== What is required ==
Reproduce every one of the entries below line for line, leaving each character unchanged.

== Given data ==

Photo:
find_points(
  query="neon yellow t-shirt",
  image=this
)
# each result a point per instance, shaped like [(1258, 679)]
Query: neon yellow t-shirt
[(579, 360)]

== Written solution ==
Photo:
find_points(
  query="neon yellow t-shirt",
  image=this
)
# each result a point per instance, shaped like [(1258, 679)]
Query: neon yellow t-shirt
[(579, 360)]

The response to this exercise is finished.